Written task: Reproduce the material below, swapping every occurrence of "intersection count sheet" for "office inventory sheet" and leaving everything else unchanged.

Input rows:
────────────────────────────────────────
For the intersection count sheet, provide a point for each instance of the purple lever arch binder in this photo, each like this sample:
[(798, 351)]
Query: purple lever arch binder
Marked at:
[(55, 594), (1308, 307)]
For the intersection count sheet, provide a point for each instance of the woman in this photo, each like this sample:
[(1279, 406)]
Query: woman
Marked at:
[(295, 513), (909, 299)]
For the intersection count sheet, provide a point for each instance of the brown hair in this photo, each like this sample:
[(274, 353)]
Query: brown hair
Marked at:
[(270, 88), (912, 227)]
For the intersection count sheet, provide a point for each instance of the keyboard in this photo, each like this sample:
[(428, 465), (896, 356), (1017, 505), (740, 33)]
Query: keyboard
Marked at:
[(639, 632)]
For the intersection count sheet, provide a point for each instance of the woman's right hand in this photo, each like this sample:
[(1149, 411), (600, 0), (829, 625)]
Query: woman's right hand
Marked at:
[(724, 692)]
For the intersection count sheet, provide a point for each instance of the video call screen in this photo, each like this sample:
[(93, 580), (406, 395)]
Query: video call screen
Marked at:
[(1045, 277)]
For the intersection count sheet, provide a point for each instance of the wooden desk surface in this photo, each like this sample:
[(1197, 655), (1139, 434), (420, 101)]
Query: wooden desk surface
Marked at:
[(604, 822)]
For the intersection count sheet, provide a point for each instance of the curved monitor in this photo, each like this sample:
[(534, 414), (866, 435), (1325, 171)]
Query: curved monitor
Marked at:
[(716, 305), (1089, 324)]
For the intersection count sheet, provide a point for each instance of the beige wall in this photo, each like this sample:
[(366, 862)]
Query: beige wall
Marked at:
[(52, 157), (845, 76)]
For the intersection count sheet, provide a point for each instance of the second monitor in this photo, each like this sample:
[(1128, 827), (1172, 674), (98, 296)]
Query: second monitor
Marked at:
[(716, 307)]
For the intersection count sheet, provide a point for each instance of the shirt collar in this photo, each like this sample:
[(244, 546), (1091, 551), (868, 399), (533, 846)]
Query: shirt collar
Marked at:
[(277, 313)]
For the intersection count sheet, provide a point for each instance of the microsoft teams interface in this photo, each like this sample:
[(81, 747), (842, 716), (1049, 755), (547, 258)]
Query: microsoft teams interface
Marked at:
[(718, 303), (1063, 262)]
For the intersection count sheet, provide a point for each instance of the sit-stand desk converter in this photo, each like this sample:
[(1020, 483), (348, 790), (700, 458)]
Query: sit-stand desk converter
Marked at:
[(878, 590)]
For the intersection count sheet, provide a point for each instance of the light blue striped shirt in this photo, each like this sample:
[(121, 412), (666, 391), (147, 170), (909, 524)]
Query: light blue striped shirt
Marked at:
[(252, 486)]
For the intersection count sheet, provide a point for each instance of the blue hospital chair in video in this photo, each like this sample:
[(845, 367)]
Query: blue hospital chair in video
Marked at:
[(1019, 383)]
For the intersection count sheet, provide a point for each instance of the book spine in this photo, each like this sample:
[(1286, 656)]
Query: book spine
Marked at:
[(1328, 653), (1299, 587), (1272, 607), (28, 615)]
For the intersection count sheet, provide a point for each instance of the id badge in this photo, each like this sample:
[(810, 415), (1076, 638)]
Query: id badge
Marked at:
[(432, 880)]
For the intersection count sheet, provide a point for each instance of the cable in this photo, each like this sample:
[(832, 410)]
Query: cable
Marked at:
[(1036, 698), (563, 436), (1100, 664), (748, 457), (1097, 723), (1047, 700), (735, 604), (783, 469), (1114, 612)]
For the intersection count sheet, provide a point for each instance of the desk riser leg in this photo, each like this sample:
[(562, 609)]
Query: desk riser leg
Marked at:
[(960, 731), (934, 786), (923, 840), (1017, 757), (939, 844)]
────────────────────────────────────────
Exercise solution:
For the office inventory sheet, provide a point for each instance of the purple lever arch binder in this photo, each like this sample:
[(798, 351)]
Query: purple lever arch binder
Marked at:
[(55, 594), (1308, 307)]
For the office inventory sheet, provide a point for each instance of the woman in this photo, each like this sample:
[(1279, 406)]
Query: woman
Marked at:
[(295, 513), (909, 299)]
For the office inventory sheet, provide a point for each instance of the brown hair in this photo, each like this sample:
[(274, 353)]
Query: brown hair
Marked at:
[(270, 88), (912, 227)]
For the office inventory sheet, provide a point for each instance of the keyboard in this photo, each like this sample:
[(428, 465), (896, 356), (1017, 505), (740, 33)]
Query: keyboard
Marked at:
[(639, 632)]
For the office inventory sheet, provide a point for each instance of the woman's right hand in this photo, each like this sample:
[(1149, 411), (600, 0), (829, 625)]
Query: woman's right hand
Marked at:
[(724, 692)]
For the office inventory sheet, provide a point for each instance of the video call screen in this photo, each like this sample:
[(93, 580), (406, 395)]
Query: video call screen
Marked at:
[(1045, 277)]
For the office inventory sheet, provide a point for each instance of the wooden desk surface in this photo, each like this sample:
[(1197, 655), (1139, 434), (420, 101)]
Query: wooden desk surface
Marked at:
[(604, 822)]
For the office inventory sheet, provide a point for each instance of the curved monitor in this photo, each like this sample:
[(534, 414), (866, 435), (1325, 171)]
Query: curved monitor
Marked at:
[(716, 305), (1089, 324)]
For the office inventory sheet, provide a point for each instance of the beige wall in this photo, each like this sample:
[(366, 862)]
Query: beige wall
Marked at:
[(52, 157), (845, 76)]
For the office inventory sheet, provide a point for each instance of the second monitor in this photo, each like this sample:
[(1128, 827), (1172, 674), (98, 296)]
Query: second monitor
Marked at:
[(716, 307)]
For the office inventory sheet, provide a point for each instance of the shirt collar in this photo, each like this sample:
[(244, 546), (1091, 551), (868, 399), (533, 846)]
Query: shirt collar
Marked at:
[(277, 313)]
For the office inventory sheet, provide a point for each instance of the microsoft teams interface in this photo, each like this sample:
[(81, 747), (842, 716), (1049, 755), (547, 258)]
Query: microsoft teams interface
Marked at:
[(718, 303), (1063, 262)]
For the office inventory sheet, provide a point for each instance of the sit-stand desk converter in this photo, each like this sample:
[(1020, 483), (348, 790), (700, 458)]
Query: sit-stand desk converter
Marked at:
[(878, 590)]
For the office inventory sheet, provide a point for each instance of the light blue striped shirt in this photo, each like this sample:
[(121, 412), (666, 391), (147, 170), (909, 524)]
Query: light blue striped shirt
Marked at:
[(252, 486)]
For the office inventory sheet, provide a point for each instance of the blue hospital chair in video in this photo, each like this sample:
[(845, 367)]
Query: blue hospital chair in video
Marked at:
[(1019, 383)]
For the office inventory sheet, provide a point for each instance of the book spine in this photo, each like this sample:
[(1286, 656)]
Query: book spine
Marked at:
[(1328, 653), (1299, 587), (1272, 607), (28, 615)]
For the office inventory sheet, provide a point for each instance of the id badge in this photo, each like this sample:
[(810, 415), (1076, 638)]
Query: id badge
Marked at:
[(432, 880)]
For the office inventory sheet, provide a point for each instance of the cable in this photo, each like this sample:
[(832, 410)]
Query: cable
Marked at:
[(1036, 698), (563, 436), (1100, 664), (748, 457), (1097, 723), (1047, 700), (735, 604), (783, 469), (1114, 612)]
For the office inventory sheet, provide a point for each instance of the desk riser leg in this photo, each like this sample:
[(562, 609)]
Query: desk riser leg
Marked at:
[(960, 731), (934, 786), (923, 840), (1017, 757), (939, 844)]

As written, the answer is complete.